■ Task goal:
Rewrite the records below as a JSON list of strings, with each line as its own string and blank lines omitted.

■ Source data:
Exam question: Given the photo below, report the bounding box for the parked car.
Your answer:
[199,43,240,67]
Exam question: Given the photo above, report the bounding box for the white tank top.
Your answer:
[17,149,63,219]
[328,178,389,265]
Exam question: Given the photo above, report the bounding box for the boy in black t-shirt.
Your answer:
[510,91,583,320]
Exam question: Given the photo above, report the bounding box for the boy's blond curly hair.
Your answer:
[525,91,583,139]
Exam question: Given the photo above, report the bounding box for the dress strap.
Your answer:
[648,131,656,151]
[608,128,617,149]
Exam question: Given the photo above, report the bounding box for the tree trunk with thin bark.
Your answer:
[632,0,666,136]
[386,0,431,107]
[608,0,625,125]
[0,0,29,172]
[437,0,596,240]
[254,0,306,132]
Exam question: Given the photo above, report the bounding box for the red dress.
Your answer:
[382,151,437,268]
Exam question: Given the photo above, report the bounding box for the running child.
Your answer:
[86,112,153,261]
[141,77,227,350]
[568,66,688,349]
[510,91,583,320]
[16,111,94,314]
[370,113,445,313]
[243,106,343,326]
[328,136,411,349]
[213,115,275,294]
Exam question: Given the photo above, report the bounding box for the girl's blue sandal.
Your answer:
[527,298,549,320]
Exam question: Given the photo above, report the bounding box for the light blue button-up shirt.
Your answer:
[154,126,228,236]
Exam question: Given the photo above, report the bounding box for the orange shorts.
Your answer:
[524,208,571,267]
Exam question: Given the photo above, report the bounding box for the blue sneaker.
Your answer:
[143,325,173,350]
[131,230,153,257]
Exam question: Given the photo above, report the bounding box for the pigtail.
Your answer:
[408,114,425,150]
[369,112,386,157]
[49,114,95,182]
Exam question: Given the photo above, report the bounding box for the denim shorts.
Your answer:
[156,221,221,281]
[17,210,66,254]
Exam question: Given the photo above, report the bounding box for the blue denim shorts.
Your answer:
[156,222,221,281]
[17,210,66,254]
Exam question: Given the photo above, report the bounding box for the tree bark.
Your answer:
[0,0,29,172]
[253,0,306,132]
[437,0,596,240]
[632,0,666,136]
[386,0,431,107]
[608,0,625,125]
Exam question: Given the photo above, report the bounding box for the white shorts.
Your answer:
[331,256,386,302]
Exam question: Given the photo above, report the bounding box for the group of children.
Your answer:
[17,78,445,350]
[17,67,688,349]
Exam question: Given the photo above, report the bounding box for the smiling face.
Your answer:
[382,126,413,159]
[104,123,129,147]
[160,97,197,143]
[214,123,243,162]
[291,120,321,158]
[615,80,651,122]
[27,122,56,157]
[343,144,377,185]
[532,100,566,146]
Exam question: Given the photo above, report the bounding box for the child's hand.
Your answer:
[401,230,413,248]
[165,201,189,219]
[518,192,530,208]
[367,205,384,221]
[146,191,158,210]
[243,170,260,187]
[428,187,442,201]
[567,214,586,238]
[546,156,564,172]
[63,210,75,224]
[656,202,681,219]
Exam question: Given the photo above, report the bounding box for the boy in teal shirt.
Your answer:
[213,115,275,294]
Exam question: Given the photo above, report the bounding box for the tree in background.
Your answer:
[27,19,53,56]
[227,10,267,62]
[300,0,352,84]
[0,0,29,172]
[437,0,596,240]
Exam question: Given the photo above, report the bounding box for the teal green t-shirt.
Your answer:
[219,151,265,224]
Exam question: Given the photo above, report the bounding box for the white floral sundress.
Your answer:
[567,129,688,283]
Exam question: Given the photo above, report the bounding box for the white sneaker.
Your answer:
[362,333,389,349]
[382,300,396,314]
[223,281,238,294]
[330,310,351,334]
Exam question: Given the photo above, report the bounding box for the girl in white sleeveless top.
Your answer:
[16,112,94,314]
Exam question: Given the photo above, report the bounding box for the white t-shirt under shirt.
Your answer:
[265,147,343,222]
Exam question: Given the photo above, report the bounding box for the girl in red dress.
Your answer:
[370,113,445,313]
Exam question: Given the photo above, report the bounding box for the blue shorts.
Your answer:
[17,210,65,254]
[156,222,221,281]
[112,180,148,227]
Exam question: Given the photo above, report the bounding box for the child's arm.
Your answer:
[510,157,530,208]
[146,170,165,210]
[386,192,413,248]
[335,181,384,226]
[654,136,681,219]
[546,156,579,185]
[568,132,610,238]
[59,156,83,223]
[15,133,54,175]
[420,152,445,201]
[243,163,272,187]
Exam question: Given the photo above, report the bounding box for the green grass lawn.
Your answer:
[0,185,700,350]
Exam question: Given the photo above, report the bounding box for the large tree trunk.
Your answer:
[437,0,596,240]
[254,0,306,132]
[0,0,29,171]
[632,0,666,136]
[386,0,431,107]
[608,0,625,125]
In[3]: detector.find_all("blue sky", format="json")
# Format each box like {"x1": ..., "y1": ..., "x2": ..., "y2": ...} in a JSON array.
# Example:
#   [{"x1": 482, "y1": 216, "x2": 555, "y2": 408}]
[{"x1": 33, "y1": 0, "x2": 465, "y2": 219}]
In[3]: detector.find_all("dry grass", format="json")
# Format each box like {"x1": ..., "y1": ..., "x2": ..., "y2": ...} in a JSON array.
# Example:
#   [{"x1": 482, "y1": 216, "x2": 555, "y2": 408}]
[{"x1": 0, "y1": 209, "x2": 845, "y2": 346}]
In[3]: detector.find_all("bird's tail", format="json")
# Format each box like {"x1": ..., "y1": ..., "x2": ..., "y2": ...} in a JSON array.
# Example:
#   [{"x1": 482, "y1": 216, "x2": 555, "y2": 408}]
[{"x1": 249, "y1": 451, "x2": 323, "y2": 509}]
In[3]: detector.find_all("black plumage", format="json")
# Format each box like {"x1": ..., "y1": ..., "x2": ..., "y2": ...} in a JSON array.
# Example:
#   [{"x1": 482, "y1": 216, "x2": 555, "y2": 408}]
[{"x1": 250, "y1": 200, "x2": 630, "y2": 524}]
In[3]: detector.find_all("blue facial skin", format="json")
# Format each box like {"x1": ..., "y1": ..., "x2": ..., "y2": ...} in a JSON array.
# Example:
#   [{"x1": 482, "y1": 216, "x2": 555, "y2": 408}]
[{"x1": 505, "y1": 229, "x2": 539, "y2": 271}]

■ Solution:
[
  "Exam question: Given the photo below, report the bounding box for the parked car.",
  "Your answer:",
  "[199,43,240,67]",
  "Exam question: Given the photo above, report the bounding box for the white tank top.",
  "Your answer:",
  "[17,149,63,219]",
  "[328,178,389,265]",
  "Exam question: Given the photo above, report the bounding box for the boy in black t-shirt.",
  "Your answer:",
  "[510,91,583,320]",
  "Exam question: Given the photo above, report the bounding box for the boy's blond curly hair.",
  "Your answer:",
  "[525,91,583,139]",
  "Exam question: Given the photo above, report the bounding box for the dress strap.",
  "Your answer:",
  "[648,131,656,151]",
  "[608,128,617,149]",
  "Exam question: Given the photo above, report the bounding box for the tree trunk with thin bark.",
  "Your answer:",
  "[632,0,666,136]",
  "[386,0,431,107]",
  "[608,0,625,125]",
  "[0,0,29,172]",
  "[437,0,596,240]",
  "[254,0,306,132]",
  "Exam question: Given the photo above, report the bounding box for the red dress.",
  "Your answer:",
  "[382,151,437,268]",
  "Exam question: Given the photo above, report the bounding box for the running child.",
  "Your answer:",
  "[86,112,153,261]",
  "[141,77,227,350]",
  "[568,66,688,349]",
  "[510,91,583,320]",
  "[16,111,94,314]",
  "[370,113,445,313]",
  "[243,106,343,326]",
  "[328,136,411,349]",
  "[213,115,275,294]",
  "Exam question: Given the photo above, report the bounding box for the girl's blue sandal.",
  "Your answer:",
  "[527,298,549,320]",
  "Exam question: Given the photo above, report the bounding box for the light blue button-up shirt.",
  "Your answer:",
  "[154,126,228,236]",
  "Exam question: Given the photo above, report the bounding box for the orange shorts.",
  "Your answer:",
  "[524,208,571,267]",
  "Exam question: Given the photo above, report the bounding box for the blue sneaker.",
  "Your answer:",
  "[143,325,173,350]",
  "[131,230,153,257]",
  "Exam question: Given the photo above, report the bounding box for the pigtail.",
  "Your answer:",
  "[408,114,425,150]",
  "[369,112,386,157]",
  "[49,114,95,182]",
  "Exam question: Given the photo above, report the bounding box for the denim shorts.",
  "Your answer:",
  "[156,221,221,281]",
  "[17,210,66,254]",
  "Exam question: Given the photo above, report the bounding box for the blue denim shorts.",
  "Your answer:",
  "[156,222,221,281]",
  "[17,210,66,254]",
  "Exam question: Given the photo above, report the bounding box for the tree bark.",
  "Your answer:",
  "[0,0,29,172]",
  "[253,0,306,132]",
  "[437,0,596,240]",
  "[632,0,666,136]",
  "[386,0,431,107]",
  "[608,0,625,125]",
  "Exam question: Given the photo above, report the bounding box for the white shorts.",
  "Your answer:",
  "[331,256,386,302]",
  "Exam question: Given the photo above, report the bounding box for the group of children.",
  "Your answer:",
  "[17,78,445,350]",
  "[17,67,688,349]",
  "Exam question: Given the photo above, report the bounding box for the smiling face.",
  "Your answer:",
  "[382,126,413,159]",
  "[104,123,129,147]",
  "[160,97,197,143]",
  "[214,123,243,162]",
  "[291,120,321,158]",
  "[615,80,651,122]",
  "[27,122,56,157]",
  "[343,144,377,185]",
  "[532,100,566,146]",
  "Exam question: Given the photo above, report the bounding box for the child's hand.",
  "Your answer:",
  "[401,230,413,248]",
  "[165,201,189,219]",
  "[518,192,530,208]",
  "[367,205,384,221]",
  "[146,191,158,210]",
  "[243,170,260,187]",
  "[428,187,442,201]",
  "[567,214,586,238]",
  "[546,156,564,172]",
  "[63,210,75,224]",
  "[656,202,681,219]",
  "Exam question: Given the photo above, report the bounding box for the boy in teal shirt.",
  "Your answer:",
  "[213,115,275,294]",
  "Exam question: Given the photo above, report the bounding box for the tree in background.",
  "Your answer:",
  "[27,19,53,56]",
  "[227,10,267,62]",
  "[300,0,352,84]",
  "[0,0,29,172]",
  "[437,0,596,240]",
  "Exam question: Given the photo above, report the bounding box for the teal green t-shirt.",
  "Your answer:",
  "[219,151,265,224]",
  "Exam question: Given the photo above, report the bounding box for the white floral sundress.",
  "Your answer:",
  "[567,129,688,283]",
  "Exam question: Given the photo above, report the bounding box for the white sneaker.",
  "Your answer:",
  "[362,333,389,349]",
  "[382,300,396,314]",
  "[223,281,238,294]",
  "[330,310,351,334]",
  "Exam question: Given the photo above, report the bounding box for the girl in white sleeveless top.",
  "Your answer:",
  "[16,112,94,314]",
  "Exam question: Given the photo above, report the bounding box for the white t-shirt under shirt.",
  "Your answer:",
  "[265,147,343,222]",
  "Exam question: Given the photo above, report the bounding box for the girl in red dress.",
  "Your answer:",
  "[370,113,445,313]",
  "Exam question: Given the photo above, report the bounding box for the blue shorts.",
  "Your answer:",
  "[17,210,65,254]",
  "[156,222,221,281]",
  "[112,180,148,227]",
  "Exam question: Given the photo above, report the bounding box for the child's arm.",
  "Your answer:",
  "[510,157,530,208]",
  "[146,170,165,210]",
  "[386,192,413,248]",
  "[335,181,384,226]",
  "[654,136,681,219]",
  "[546,156,579,185]",
  "[568,132,610,238]",
  "[59,156,83,223]",
  "[15,133,54,175]",
  "[420,152,445,201]",
  "[243,163,272,187]",
  "Exam question: Given the photo above, report the bounding box for the green grass lawn.",
  "Your answer:",
  "[0,185,700,350]",
  "Exam question: Given the photo above, report the bounding box for the large tree trunk.",
  "Your answer:",
  "[437,0,596,240]",
  "[254,0,306,132]",
  "[0,0,29,171]",
  "[632,0,666,136]",
  "[386,0,431,107]",
  "[608,0,625,125]",
  "In[3]: detector.find_all(\"blue sky\", format=\"json\")",
  "# Format each box like {\"x1\": ..., \"y1\": ..., \"x2\": ..., \"y2\": ...} in a JSON array.",
  "# Example:",
  "#   [{\"x1\": 482, \"y1\": 216, \"x2\": 555, \"y2\": 408}]",
  "[{\"x1\": 33, \"y1\": 0, \"x2\": 465, \"y2\": 219}]",
  "In[3]: detector.find_all(\"dry grass\", format=\"json\")",
  "# Format each box like {\"x1\": ..., \"y1\": ..., \"x2\": ..., \"y2\": ...} in a JSON array.",
  "# Example:",
  "#   [{\"x1\": 482, \"y1\": 216, \"x2\": 555, \"y2\": 408}]",
  "[{\"x1\": 0, \"y1\": 209, \"x2\": 845, \"y2\": 346}]",
  "In[3]: detector.find_all(\"bird's tail\", format=\"json\")",
  "# Format each box like {\"x1\": ..., \"y1\": ..., \"x2\": ..., \"y2\": ...} in a JSON array.",
  "# Example:",
  "#   [{\"x1\": 482, \"y1\": 216, \"x2\": 555, \"y2\": 408}]",
  "[{\"x1\": 249, \"y1\": 451, \"x2\": 323, \"y2\": 509}]",
  "In[3]: detector.find_all(\"black plumage\", format=\"json\")",
  "# Format each box like {\"x1\": ..., \"y1\": ..., \"x2\": ..., \"y2\": ...} in a JSON array.",
  "# Example:",
  "#   [{\"x1\": 482, \"y1\": 216, \"x2\": 555, \"y2\": 408}]",
  "[{\"x1\": 250, \"y1\": 200, \"x2\": 630, \"y2\": 524}]",
  "In[3]: detector.find_all(\"blue facial skin\", format=\"json\")",
  "# Format each box like {\"x1\": ..., \"y1\": ..., \"x2\": ..., \"y2\": ...} in a JSON array.",
  "# Example:",
  "#   [{\"x1\": 482, \"y1\": 216, \"x2\": 555, \"y2\": 408}]",
  "[{\"x1\": 505, \"y1\": 229, \"x2\": 539, \"y2\": 271}]"
]